• **What is required**:
Would you restate the entries below word for word, starting at the first line and ending with the one that has "Phrase -- dealership building"?

• **Stored data entries**:
========================================================================

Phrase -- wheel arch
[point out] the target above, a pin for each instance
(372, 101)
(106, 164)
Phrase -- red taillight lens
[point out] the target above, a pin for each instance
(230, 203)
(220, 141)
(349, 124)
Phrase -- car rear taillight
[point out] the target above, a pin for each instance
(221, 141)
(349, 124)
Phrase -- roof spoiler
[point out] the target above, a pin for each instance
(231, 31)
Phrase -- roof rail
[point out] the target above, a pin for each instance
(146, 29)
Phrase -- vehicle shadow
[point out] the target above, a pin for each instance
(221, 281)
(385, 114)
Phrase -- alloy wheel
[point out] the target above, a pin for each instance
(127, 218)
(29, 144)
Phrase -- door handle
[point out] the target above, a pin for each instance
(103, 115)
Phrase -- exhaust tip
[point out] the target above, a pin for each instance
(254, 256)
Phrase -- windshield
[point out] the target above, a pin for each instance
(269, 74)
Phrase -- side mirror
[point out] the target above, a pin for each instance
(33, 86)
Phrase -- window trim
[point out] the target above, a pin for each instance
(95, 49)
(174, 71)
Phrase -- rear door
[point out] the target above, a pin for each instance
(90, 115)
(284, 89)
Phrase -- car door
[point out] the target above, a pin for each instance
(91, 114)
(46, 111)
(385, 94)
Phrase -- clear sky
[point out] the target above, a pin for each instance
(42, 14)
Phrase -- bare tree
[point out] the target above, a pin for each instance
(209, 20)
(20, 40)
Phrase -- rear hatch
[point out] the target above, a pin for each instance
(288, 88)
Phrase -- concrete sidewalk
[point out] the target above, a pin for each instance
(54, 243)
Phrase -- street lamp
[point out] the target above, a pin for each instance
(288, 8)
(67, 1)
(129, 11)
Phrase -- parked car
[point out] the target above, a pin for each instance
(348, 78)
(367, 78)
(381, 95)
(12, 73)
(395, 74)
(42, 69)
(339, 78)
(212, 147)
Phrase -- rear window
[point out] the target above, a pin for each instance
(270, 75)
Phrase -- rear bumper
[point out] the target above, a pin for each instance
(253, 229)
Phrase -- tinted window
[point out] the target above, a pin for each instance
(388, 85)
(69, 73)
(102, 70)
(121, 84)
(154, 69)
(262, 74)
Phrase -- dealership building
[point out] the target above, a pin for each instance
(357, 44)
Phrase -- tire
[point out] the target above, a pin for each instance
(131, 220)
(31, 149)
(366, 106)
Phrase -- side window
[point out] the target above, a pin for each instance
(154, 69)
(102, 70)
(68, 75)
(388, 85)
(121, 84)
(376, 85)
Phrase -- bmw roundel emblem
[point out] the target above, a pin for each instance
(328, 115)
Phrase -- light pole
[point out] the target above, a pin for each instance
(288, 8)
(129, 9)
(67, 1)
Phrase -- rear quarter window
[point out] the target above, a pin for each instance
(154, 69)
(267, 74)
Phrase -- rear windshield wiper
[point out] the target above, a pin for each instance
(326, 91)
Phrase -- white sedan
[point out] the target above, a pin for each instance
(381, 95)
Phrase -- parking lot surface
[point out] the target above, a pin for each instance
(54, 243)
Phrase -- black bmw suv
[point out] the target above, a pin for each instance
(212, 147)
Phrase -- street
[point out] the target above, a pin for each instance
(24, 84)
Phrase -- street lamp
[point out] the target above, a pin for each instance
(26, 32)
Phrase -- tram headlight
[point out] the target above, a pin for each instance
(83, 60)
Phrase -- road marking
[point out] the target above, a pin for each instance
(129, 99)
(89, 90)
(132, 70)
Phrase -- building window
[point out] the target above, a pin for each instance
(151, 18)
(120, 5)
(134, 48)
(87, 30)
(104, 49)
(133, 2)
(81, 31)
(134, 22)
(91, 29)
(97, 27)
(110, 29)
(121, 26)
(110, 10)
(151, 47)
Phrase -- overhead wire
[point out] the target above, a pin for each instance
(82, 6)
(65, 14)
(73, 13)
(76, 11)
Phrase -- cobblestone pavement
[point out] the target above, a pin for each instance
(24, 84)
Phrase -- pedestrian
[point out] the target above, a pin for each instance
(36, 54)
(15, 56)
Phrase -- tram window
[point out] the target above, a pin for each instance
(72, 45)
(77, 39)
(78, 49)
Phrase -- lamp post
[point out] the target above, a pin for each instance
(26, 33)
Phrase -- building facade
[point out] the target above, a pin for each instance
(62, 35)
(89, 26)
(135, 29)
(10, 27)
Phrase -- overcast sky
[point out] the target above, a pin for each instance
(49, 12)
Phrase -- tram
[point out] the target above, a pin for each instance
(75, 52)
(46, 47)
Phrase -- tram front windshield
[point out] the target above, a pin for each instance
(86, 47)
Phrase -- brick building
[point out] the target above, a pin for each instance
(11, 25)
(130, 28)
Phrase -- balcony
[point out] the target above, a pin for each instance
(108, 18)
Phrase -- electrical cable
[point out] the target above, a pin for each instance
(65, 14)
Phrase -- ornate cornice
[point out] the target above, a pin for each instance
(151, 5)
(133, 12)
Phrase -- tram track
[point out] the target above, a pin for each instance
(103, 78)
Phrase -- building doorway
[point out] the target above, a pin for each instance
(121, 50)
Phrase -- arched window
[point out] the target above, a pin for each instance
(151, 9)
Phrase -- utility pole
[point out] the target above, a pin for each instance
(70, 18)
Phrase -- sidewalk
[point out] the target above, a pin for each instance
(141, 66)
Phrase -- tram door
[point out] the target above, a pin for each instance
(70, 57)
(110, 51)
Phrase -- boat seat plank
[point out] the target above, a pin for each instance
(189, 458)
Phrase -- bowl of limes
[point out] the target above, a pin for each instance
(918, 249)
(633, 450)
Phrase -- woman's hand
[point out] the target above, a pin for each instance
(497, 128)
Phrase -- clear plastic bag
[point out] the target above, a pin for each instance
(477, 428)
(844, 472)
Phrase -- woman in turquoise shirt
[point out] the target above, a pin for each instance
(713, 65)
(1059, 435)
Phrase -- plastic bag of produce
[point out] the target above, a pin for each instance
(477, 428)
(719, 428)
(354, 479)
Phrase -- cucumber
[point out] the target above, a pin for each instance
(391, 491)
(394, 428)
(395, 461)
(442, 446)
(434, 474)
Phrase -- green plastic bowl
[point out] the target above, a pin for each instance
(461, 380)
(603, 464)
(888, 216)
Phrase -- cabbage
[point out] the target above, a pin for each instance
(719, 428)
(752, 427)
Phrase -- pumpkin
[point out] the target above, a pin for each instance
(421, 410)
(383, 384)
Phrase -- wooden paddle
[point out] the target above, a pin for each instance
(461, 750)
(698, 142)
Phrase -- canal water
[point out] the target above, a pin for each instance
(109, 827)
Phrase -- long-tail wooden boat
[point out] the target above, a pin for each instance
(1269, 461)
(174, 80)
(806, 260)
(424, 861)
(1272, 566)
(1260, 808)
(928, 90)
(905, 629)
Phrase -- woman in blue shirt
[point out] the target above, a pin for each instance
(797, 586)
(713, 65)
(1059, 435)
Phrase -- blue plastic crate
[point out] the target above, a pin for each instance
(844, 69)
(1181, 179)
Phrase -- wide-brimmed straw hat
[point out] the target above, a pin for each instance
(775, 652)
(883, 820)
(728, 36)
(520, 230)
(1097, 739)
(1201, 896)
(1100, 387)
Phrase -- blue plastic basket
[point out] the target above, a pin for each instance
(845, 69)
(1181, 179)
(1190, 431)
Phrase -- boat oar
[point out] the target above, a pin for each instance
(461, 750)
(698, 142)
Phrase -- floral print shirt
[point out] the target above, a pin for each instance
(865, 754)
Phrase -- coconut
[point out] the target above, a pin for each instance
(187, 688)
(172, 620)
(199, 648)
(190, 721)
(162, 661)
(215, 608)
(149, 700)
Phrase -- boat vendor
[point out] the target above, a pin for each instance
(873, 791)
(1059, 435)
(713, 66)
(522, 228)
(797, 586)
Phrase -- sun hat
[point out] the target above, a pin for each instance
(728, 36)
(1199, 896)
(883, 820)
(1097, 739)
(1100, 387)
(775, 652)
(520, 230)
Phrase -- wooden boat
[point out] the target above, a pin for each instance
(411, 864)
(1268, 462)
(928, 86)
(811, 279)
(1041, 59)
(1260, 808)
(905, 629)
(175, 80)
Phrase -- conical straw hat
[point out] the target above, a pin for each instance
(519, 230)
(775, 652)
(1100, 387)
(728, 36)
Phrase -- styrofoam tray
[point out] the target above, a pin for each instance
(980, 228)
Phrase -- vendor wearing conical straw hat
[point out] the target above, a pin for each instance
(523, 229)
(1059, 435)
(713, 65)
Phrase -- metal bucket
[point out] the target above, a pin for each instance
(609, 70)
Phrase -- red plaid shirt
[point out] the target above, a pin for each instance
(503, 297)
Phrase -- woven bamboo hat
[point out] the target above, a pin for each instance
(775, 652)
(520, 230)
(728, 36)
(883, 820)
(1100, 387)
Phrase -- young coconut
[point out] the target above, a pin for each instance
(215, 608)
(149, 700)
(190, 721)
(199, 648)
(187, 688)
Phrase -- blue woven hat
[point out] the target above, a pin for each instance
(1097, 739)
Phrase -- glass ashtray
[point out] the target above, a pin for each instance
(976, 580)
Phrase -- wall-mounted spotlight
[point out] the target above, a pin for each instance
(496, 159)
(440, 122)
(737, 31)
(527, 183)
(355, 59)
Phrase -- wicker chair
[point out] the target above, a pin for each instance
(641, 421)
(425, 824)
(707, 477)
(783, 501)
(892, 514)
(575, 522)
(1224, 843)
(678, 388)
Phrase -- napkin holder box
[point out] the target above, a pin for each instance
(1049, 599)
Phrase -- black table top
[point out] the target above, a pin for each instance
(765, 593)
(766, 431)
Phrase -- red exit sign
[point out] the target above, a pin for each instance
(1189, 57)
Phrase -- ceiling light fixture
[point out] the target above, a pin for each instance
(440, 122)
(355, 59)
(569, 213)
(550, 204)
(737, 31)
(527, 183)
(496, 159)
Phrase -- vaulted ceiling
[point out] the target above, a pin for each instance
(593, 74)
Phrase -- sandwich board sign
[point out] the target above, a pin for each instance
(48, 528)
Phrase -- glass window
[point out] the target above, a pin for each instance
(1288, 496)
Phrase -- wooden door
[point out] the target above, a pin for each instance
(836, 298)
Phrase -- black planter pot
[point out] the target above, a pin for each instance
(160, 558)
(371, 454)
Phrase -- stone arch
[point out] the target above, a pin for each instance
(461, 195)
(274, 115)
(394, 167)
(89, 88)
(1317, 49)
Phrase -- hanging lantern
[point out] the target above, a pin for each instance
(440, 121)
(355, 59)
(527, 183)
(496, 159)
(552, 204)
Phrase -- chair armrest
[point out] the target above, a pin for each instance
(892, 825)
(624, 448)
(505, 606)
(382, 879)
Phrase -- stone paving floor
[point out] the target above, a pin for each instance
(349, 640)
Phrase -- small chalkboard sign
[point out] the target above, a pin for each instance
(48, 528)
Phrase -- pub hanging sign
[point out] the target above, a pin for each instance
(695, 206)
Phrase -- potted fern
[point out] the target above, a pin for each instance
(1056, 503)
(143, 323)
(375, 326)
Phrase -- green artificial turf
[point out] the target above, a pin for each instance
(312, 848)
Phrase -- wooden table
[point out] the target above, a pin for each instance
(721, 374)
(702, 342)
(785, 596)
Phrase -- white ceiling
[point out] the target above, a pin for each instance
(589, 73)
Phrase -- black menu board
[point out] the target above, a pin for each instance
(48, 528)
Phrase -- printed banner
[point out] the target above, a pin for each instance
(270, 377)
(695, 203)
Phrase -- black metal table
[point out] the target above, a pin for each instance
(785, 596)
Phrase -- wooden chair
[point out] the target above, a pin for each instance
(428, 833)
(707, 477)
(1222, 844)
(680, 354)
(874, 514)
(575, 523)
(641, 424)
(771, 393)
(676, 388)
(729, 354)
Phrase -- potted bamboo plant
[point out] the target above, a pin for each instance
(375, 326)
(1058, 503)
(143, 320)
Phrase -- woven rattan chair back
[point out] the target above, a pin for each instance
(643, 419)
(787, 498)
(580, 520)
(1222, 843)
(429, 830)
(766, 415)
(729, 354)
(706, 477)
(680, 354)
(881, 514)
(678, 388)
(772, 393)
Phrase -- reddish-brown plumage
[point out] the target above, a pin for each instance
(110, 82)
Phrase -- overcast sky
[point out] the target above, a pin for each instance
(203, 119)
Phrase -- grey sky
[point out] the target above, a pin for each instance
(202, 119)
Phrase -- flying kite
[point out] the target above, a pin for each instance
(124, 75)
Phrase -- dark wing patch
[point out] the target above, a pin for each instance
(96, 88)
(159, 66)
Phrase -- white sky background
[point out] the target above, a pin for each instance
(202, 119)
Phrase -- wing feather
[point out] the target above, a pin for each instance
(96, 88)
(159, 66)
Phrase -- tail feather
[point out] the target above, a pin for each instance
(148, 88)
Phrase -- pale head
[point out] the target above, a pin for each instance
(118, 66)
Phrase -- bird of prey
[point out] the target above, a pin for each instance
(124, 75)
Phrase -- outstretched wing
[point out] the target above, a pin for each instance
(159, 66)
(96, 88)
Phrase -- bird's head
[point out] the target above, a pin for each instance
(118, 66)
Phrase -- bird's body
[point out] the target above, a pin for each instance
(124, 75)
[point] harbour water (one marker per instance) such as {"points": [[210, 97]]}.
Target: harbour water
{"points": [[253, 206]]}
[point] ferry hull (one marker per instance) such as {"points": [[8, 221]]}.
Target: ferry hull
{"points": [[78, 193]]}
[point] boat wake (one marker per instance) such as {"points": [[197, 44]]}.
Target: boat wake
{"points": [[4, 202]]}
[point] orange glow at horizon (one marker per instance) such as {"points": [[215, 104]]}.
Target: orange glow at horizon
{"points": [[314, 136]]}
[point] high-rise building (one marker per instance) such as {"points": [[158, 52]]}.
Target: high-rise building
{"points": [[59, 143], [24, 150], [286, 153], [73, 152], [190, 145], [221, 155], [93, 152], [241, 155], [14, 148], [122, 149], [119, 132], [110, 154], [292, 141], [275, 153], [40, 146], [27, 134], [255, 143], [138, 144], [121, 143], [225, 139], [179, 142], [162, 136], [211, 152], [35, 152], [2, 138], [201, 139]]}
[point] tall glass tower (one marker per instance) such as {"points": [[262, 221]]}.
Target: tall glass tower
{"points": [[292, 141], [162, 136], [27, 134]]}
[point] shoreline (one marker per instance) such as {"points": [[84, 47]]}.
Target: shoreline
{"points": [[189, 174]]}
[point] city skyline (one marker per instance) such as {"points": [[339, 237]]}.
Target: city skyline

========================================================================

• **Solution for this problem**:
Phrase -- wheel arch
[point out] the target above, a pin for each instance
(372, 101)
(106, 164)
Phrase -- red taillight lens
[point out] the target above, a pin for each instance
(230, 203)
(220, 141)
(349, 124)
Phrase -- car rear taillight
[point out] the target above, a pin for each instance
(221, 141)
(349, 124)
Phrase -- roof spoiler
[point out] the target above, a pin for each instance
(231, 31)
Phrase -- roof rail
[point out] the target above, a pin for each instance
(146, 29)
Phrase -- vehicle shadow
[point out] the target above, a pin for each instance
(221, 281)
(385, 114)
Phrase -- alloy wheel
[point out] the target above, a pin for each instance
(127, 218)
(29, 144)
Phrase -- door handle
[point out] the target above, a pin for each instance
(103, 115)
Phrase -- exhaust tip
[point out] the target above, a pin for each instance
(254, 256)
Phrase -- windshield
[point out] the target above, a pin for each instance
(269, 74)
Phrase -- side mirror
[point out] the target above, a pin for each instance
(33, 86)
Phrase -- window trim
[point out] the target above, a pin for each instance
(95, 49)
(174, 71)
Phrase -- rear door
[point out] the target above, a pin for each instance
(90, 115)
(284, 89)
Phrase -- car door
[point out] the target above, a pin for each instance
(91, 114)
(46, 111)
(385, 94)
Phrase -- clear sky
[point out] the target above, a pin for each instance
(42, 14)
Phrase -- bare tree
[point out] the target above, a pin for each instance
(209, 20)
(20, 40)
Phrase -- rear hatch
[point out] the target above, a pin for each instance
(288, 88)
Phrase -- concrete sidewalk
[point out] the target above, a pin for each instance
(54, 243)
Phrase -- street lamp
[point out] the target above, a pin for each instance
(288, 8)
(67, 1)
(129, 11)
Phrase -- parked car
[point out] the target above, a pin for each instance
(348, 78)
(367, 78)
(381, 95)
(12, 73)
(395, 74)
(42, 69)
(339, 78)
(212, 147)
Phrase -- rear window
[point out] the target above, a pin for each instance
(270, 75)
Phrase -- rear bumper
[point out] the target above, a pin for each instance
(253, 229)
Phrase -- tinted window
[point out] the target above, a pin for each instance
(388, 85)
(69, 73)
(102, 70)
(121, 84)
(154, 69)
(262, 74)
Phrase -- dealership building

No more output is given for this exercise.